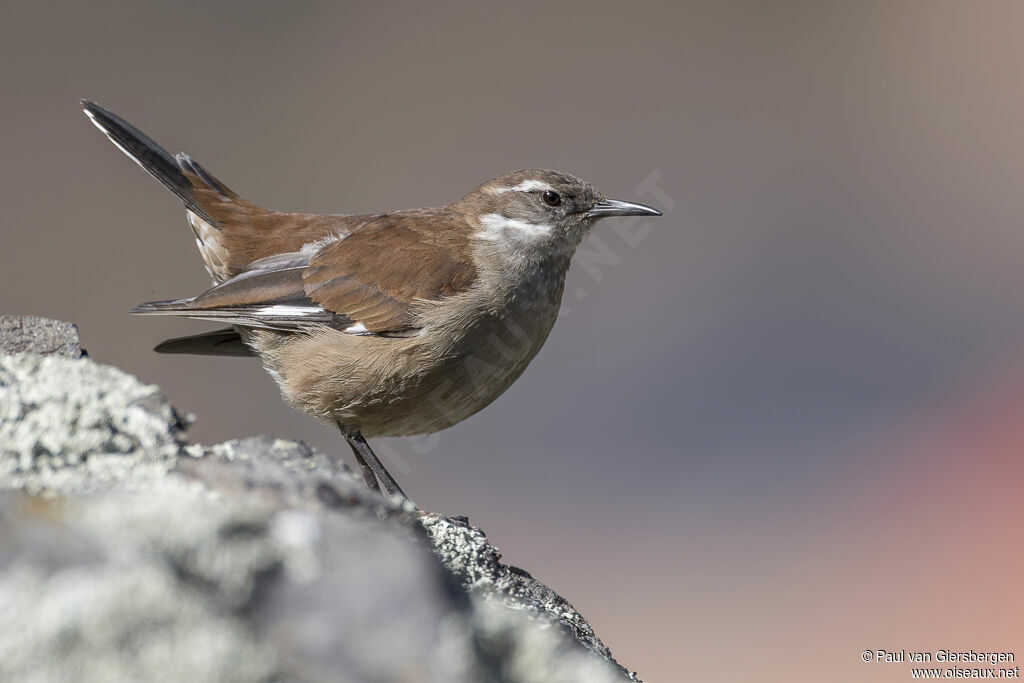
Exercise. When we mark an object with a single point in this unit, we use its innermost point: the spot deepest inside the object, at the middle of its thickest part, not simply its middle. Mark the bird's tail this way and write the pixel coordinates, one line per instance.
(196, 186)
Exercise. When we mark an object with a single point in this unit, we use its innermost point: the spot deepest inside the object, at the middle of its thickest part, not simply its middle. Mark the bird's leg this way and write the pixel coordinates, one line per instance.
(373, 469)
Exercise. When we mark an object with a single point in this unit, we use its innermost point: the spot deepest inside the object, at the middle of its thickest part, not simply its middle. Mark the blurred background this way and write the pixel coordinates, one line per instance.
(777, 427)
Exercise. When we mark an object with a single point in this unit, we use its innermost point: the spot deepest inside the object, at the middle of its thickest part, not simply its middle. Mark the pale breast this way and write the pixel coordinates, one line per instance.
(472, 348)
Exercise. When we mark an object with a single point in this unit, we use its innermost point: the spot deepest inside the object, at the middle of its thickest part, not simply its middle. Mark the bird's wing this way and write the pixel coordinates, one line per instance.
(270, 298)
(366, 283)
(376, 274)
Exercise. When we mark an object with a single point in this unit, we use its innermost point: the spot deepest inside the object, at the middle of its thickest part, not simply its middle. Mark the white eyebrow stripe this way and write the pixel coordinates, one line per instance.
(496, 225)
(525, 186)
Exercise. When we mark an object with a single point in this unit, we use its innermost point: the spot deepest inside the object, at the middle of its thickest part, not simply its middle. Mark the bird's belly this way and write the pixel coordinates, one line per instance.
(401, 387)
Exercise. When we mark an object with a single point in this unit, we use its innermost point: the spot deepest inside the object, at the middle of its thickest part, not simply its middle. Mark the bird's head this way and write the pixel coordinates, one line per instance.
(541, 212)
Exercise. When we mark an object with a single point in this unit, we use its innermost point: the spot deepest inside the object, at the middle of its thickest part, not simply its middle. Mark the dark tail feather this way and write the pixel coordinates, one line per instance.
(153, 158)
(218, 342)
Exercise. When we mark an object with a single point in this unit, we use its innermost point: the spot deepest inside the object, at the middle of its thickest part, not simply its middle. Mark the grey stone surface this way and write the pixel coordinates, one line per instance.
(128, 554)
(29, 334)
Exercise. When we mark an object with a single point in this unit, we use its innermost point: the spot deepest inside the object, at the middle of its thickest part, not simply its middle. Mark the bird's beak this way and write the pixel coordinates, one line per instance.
(617, 208)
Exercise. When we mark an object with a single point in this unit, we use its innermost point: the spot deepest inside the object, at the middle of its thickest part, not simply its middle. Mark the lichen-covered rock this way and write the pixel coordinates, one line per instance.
(127, 554)
(28, 334)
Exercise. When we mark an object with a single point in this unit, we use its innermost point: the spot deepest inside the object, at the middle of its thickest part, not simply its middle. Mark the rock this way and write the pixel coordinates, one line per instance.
(28, 334)
(127, 553)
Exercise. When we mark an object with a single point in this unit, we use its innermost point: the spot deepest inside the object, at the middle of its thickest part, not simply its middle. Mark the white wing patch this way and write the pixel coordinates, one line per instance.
(213, 252)
(284, 310)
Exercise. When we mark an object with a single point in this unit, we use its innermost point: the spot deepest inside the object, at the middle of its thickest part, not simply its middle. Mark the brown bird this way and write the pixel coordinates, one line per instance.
(387, 325)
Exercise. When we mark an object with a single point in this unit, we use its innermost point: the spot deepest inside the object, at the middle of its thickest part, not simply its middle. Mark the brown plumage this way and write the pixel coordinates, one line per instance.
(388, 325)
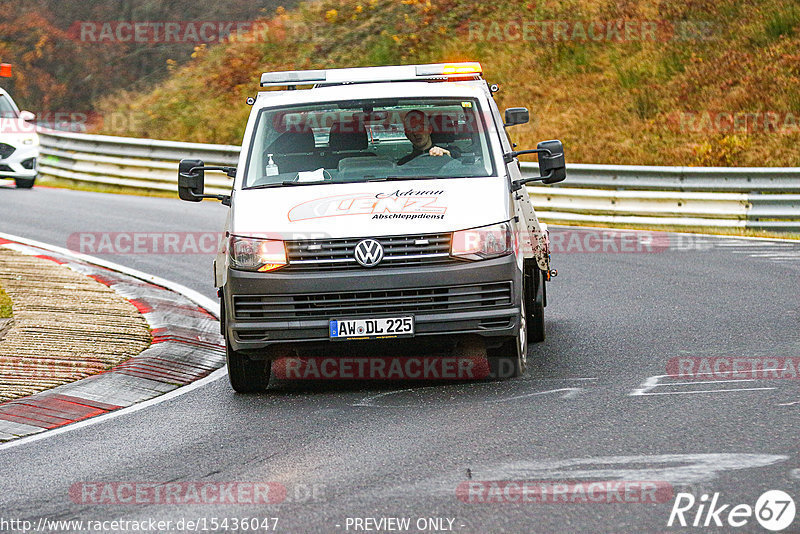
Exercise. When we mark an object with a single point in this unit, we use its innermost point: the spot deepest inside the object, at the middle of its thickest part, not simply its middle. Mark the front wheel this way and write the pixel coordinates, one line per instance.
(246, 375)
(510, 360)
(534, 295)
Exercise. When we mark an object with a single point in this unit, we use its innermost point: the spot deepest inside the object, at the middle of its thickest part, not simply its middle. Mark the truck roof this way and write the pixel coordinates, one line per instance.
(379, 90)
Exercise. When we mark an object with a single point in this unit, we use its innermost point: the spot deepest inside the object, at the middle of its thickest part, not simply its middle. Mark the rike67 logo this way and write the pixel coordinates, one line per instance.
(774, 510)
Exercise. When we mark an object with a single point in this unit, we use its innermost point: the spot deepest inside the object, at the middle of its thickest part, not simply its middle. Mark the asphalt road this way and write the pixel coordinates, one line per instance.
(589, 409)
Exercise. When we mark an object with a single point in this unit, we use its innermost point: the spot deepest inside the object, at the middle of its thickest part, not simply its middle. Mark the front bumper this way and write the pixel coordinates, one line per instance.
(14, 166)
(264, 310)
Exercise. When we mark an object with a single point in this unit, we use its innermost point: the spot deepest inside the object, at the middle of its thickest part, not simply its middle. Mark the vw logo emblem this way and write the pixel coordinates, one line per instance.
(369, 253)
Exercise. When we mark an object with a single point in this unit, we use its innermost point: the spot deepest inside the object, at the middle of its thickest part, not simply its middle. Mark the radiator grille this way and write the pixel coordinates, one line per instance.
(366, 303)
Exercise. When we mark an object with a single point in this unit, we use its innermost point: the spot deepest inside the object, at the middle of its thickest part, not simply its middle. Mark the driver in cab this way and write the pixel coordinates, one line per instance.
(417, 127)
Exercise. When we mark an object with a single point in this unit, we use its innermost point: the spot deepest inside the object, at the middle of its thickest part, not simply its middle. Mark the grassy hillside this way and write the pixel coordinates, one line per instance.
(674, 90)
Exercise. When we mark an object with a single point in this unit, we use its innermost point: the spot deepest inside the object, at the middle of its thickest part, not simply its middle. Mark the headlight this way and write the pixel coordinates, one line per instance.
(482, 243)
(262, 255)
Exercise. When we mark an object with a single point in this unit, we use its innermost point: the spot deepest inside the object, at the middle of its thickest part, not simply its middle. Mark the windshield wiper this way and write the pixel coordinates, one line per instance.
(400, 178)
(287, 183)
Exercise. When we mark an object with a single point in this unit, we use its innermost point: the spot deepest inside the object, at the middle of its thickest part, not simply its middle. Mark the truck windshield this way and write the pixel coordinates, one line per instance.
(366, 140)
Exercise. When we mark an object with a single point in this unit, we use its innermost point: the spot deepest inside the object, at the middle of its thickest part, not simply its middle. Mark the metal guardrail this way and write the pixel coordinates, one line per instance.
(758, 198)
(131, 162)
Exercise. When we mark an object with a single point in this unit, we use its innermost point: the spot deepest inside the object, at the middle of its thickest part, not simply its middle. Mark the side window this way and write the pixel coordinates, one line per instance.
(498, 122)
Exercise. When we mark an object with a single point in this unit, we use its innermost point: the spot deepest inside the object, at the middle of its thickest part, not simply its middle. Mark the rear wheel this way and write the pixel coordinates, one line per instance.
(24, 183)
(511, 359)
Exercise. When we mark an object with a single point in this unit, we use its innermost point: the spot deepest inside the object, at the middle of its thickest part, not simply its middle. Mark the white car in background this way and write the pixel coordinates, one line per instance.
(19, 143)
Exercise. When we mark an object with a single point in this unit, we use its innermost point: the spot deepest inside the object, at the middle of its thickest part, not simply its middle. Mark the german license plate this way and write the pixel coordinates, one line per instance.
(383, 327)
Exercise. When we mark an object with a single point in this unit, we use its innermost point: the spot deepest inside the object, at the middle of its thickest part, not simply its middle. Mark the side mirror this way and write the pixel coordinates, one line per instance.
(552, 167)
(514, 116)
(191, 182)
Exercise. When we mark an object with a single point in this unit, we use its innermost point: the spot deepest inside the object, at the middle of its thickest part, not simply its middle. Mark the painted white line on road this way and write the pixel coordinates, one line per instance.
(653, 382)
(369, 402)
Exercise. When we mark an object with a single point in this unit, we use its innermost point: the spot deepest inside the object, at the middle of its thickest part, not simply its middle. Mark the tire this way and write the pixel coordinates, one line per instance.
(534, 295)
(510, 360)
(24, 183)
(246, 375)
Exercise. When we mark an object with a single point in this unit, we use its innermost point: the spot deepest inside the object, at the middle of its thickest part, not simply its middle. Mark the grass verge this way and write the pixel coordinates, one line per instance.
(5, 305)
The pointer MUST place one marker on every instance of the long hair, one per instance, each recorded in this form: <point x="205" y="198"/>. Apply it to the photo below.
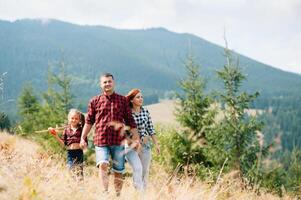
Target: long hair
<point x="130" y="96"/>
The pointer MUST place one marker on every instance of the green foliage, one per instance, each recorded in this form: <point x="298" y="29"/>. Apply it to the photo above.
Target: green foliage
<point x="53" y="108"/>
<point x="153" y="58"/>
<point x="4" y="121"/>
<point x="274" y="180"/>
<point x="237" y="132"/>
<point x="193" y="111"/>
<point x="29" y="110"/>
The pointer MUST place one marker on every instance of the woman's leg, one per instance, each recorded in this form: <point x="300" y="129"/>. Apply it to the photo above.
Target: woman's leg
<point x="135" y="162"/>
<point x="145" y="157"/>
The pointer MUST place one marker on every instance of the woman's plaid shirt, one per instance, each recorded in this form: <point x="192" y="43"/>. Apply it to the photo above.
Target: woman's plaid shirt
<point x="144" y="123"/>
<point x="103" y="109"/>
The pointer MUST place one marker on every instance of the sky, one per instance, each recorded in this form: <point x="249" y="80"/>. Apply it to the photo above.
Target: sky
<point x="265" y="30"/>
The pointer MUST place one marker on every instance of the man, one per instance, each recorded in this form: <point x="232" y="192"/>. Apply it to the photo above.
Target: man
<point x="102" y="110"/>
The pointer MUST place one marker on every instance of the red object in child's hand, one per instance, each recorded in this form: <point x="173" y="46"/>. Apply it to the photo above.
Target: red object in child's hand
<point x="52" y="131"/>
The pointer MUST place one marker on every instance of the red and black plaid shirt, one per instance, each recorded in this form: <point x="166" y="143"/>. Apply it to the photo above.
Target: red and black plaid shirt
<point x="103" y="109"/>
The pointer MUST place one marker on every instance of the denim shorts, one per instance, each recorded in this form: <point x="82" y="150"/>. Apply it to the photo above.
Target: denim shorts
<point x="117" y="154"/>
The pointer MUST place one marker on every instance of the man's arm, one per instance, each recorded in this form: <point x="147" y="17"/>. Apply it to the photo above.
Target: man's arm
<point x="86" y="131"/>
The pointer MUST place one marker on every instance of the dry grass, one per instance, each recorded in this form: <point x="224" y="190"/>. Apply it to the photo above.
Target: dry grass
<point x="28" y="173"/>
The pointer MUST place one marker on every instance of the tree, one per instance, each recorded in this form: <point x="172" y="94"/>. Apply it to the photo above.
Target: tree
<point x="4" y="121"/>
<point x="29" y="108"/>
<point x="238" y="133"/>
<point x="58" y="98"/>
<point x="194" y="113"/>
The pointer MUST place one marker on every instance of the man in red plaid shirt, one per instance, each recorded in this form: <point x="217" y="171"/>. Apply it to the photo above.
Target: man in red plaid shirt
<point x="102" y="110"/>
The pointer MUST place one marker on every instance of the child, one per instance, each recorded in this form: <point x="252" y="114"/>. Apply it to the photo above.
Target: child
<point x="71" y="139"/>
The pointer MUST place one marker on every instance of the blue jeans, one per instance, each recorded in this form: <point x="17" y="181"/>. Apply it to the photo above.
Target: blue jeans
<point x="140" y="164"/>
<point x="117" y="154"/>
<point x="75" y="159"/>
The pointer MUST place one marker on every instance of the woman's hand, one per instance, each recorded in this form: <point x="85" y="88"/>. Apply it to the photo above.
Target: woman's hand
<point x="157" y="146"/>
<point x="52" y="131"/>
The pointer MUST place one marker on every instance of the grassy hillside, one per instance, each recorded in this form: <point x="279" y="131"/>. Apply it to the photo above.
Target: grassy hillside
<point x="28" y="172"/>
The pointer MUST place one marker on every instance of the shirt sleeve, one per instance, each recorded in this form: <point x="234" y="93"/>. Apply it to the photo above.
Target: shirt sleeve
<point x="64" y="136"/>
<point x="149" y="124"/>
<point x="90" y="117"/>
<point x="128" y="118"/>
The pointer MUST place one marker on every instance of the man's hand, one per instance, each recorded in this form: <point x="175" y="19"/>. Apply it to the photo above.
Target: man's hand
<point x="52" y="131"/>
<point x="118" y="126"/>
<point x="83" y="144"/>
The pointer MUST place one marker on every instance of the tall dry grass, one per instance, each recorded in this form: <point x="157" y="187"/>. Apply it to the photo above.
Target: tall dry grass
<point x="27" y="173"/>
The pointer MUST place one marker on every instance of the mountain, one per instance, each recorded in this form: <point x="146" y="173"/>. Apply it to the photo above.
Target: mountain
<point x="150" y="59"/>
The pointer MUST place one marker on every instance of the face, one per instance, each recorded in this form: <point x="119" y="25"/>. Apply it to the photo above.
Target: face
<point x="107" y="84"/>
<point x="74" y="119"/>
<point x="137" y="100"/>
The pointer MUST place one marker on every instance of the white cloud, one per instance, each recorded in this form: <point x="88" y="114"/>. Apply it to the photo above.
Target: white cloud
<point x="267" y="30"/>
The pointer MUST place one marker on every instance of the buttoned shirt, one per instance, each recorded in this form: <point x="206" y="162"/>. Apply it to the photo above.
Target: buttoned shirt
<point x="71" y="136"/>
<point x="144" y="122"/>
<point x="103" y="109"/>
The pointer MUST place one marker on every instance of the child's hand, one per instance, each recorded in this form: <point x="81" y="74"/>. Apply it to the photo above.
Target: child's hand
<point x="52" y="131"/>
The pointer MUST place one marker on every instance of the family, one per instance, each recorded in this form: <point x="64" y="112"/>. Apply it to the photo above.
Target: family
<point x="123" y="131"/>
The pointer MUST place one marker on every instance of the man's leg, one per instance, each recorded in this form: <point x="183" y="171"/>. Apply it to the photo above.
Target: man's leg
<point x="118" y="157"/>
<point x="118" y="182"/>
<point x="104" y="176"/>
<point x="102" y="162"/>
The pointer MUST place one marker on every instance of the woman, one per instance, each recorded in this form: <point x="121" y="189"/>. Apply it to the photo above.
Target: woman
<point x="140" y="160"/>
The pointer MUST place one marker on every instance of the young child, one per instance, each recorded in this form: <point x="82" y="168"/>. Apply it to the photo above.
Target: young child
<point x="70" y="139"/>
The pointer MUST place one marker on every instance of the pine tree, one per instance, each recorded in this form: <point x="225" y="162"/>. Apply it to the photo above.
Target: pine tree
<point x="238" y="133"/>
<point x="194" y="113"/>
<point x="29" y="108"/>
<point x="58" y="98"/>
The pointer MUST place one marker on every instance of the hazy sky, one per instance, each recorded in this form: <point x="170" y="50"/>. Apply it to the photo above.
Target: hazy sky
<point x="266" y="30"/>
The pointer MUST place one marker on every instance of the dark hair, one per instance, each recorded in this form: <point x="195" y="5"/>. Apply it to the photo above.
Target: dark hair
<point x="107" y="75"/>
<point x="130" y="96"/>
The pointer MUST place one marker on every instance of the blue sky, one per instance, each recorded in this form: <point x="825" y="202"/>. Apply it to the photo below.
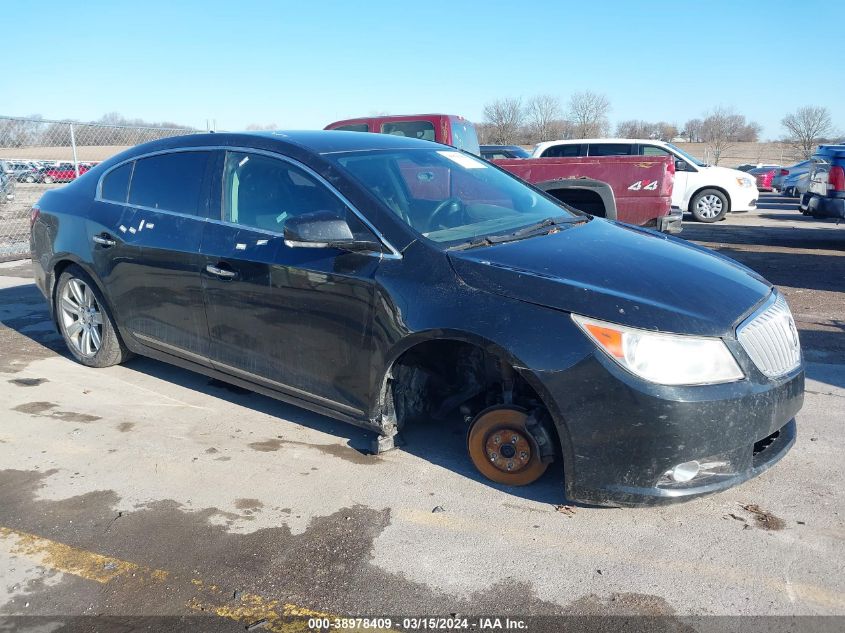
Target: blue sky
<point x="303" y="64"/>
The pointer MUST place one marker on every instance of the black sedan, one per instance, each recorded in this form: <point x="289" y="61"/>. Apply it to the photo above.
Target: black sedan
<point x="384" y="281"/>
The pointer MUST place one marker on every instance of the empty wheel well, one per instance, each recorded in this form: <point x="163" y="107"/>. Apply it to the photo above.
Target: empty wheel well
<point x="443" y="379"/>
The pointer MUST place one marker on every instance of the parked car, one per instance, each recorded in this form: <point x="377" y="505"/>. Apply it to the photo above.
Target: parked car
<point x="747" y="167"/>
<point x="448" y="129"/>
<point x="795" y="185"/>
<point x="63" y="172"/>
<point x="629" y="191"/>
<point x="826" y="195"/>
<point x="707" y="192"/>
<point x="624" y="188"/>
<point x="503" y="152"/>
<point x="7" y="183"/>
<point x="22" y="171"/>
<point x="309" y="266"/>
<point x="798" y="168"/>
<point x="764" y="176"/>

- WRITTEN PROBLEM: Write the lines out verbatim, from the one with "of the black" through the last line of the entries, and stop there.

- COMPLETED EXERCISE:
The pointer MUST place one marker on every instance of the black sedan, one per instance, each recorded in this form: <point x="289" y="61"/>. Apply it to the photo above.
Target: black sedan
<point x="384" y="281"/>
The pointer MUST place one marker on every instance of the empty wheel well, one per instance, each recorded in this form: <point x="163" y="107"/>. Apply it to the photo above.
Target: empty wheel well
<point x="443" y="379"/>
The pointer MUST place one marker on every instance of the parked car, one per instance, each recorded in this form: <point x="377" y="505"/>. Apply it to the photo above.
Target: parked car
<point x="747" y="167"/>
<point x="448" y="129"/>
<point x="795" y="185"/>
<point x="63" y="172"/>
<point x="629" y="191"/>
<point x="826" y="195"/>
<point x="707" y="192"/>
<point x="624" y="188"/>
<point x="503" y="152"/>
<point x="7" y="183"/>
<point x="22" y="171"/>
<point x="309" y="266"/>
<point x="798" y="168"/>
<point x="764" y="176"/>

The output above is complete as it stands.